Consigne 1
D'après le texte source, pourquoi Michael Jackson a-t-il cherché à revêtir la couleur de son siècle ? Répondez en une à trois phrases.
Consigne 2
Répondez brièvement aux questions suivantes à partir du texte source.
(a) Par quoi les Noirs sont-ils d'abord passés avant d'être fiers d'être des Noirs ?
(b) Dans quelles années Obama est-il né ?
(c) Quel adjectif le texte emploie-t-il pour qualifier ce siècle qui, en réalité, n'est pas noir ?

Texte source
--- --- ---
Dans un vingtième siècle où les Blancs ont voulu occulter les Noirs. Les Noirs n'ont pas immédiatement été fiers d'être des Noirs : ils sont d'abord passés par la honte. Leur peau a été d'abord une peau honteuse : une peau sous la peau des Blancs. Michael Jackson a cherché (pour avoir la paix, pour atteindre ce par quoi il eût dû commencer : l'anonymat et la paix) à revêtir la couleur de son siècle, et son siècle n'était pas encore noir.

Le siècle « noir » n'était pas encore prêt : il faudrait attendre Obama, né dans les années soixante, pour atteindre le siècle noir, le siècle des non-Blancs. Un siècle non pas noir, en réalité, mais métissé : un siècle que les Blancs n'auront pas. Avec le vingtième siècle, c'est la dernière fois que les Blancs auront eu un siècle. Ce fut le vingtième et le dernier. Ce fut la vingtième et la dernière fois que les Blancs auront eu un siècle à eux, bien à eux. Rien que pour eux. Ils en ont bien profité. C'est fini.
--- --- ---
Données disponibles
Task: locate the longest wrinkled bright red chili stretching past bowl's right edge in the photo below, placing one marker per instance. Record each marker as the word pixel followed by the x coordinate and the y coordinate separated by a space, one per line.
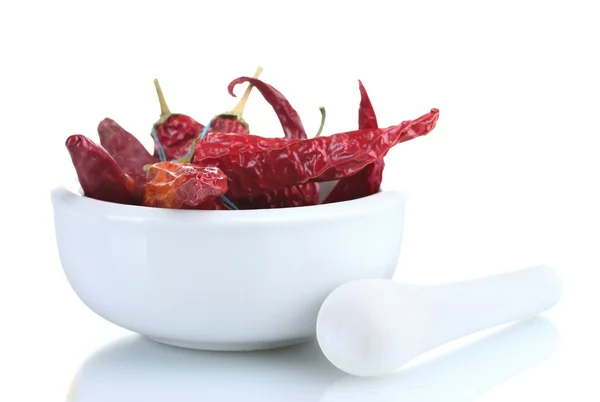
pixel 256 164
--- --- ---
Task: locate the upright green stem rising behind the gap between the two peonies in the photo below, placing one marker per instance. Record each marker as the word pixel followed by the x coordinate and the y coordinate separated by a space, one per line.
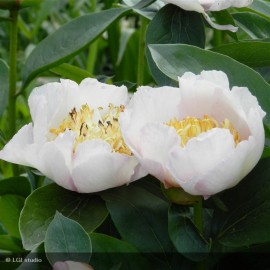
--- --- ---
Réponse attendue 1
Selon le texte, Michael Jackson a cherché à revêtir la couleur de son siècle pour avoir la paix et atteindre l'anonymat, ce par quoi il aurait dû commencer. Or ce siècle n'était pas encore noir : c'était un vingtième siècle où les Blancs avaient voulu occulter les Noirs.

Réponse attendue 2
(a) Par la honte.
(b) Dans les années soixante.
(c) Métissé.